#### [EXERCISE AIM]
How many lines in the records below contain the string "phrase"? Reply with the number only.

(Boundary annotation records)
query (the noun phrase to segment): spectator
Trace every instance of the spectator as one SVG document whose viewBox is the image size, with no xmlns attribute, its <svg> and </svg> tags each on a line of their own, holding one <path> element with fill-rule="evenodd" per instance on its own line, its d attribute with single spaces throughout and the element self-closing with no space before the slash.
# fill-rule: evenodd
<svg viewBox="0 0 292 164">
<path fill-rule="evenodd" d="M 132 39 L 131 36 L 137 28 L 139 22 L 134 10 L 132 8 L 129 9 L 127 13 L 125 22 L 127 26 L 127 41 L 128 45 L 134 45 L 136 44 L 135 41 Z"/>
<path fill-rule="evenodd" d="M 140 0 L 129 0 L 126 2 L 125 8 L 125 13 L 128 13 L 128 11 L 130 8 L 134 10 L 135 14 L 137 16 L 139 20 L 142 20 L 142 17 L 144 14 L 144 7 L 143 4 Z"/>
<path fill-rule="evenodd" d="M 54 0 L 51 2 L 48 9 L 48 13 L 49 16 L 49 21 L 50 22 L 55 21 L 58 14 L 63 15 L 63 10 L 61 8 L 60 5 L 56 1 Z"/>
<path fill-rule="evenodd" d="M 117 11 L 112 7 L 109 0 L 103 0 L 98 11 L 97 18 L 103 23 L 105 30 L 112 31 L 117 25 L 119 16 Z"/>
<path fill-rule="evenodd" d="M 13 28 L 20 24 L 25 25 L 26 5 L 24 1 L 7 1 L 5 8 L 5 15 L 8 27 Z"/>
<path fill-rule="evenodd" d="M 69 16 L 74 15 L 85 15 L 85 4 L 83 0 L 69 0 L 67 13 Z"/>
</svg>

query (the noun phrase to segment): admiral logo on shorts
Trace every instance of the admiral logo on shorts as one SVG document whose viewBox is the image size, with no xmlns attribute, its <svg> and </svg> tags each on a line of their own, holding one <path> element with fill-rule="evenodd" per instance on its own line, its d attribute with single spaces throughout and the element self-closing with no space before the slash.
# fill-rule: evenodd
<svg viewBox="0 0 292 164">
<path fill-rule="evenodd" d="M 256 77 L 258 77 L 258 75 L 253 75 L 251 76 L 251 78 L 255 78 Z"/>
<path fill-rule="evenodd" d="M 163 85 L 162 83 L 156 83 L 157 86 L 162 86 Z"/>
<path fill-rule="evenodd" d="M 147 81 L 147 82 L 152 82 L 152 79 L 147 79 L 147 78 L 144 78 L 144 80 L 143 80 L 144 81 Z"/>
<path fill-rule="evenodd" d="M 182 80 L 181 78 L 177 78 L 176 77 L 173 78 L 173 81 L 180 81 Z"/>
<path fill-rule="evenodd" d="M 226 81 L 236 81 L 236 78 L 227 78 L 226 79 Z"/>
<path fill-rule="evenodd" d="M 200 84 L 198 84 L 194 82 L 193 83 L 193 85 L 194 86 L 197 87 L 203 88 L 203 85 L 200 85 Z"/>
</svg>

#### [RESPONSE TO THIS TASK]
2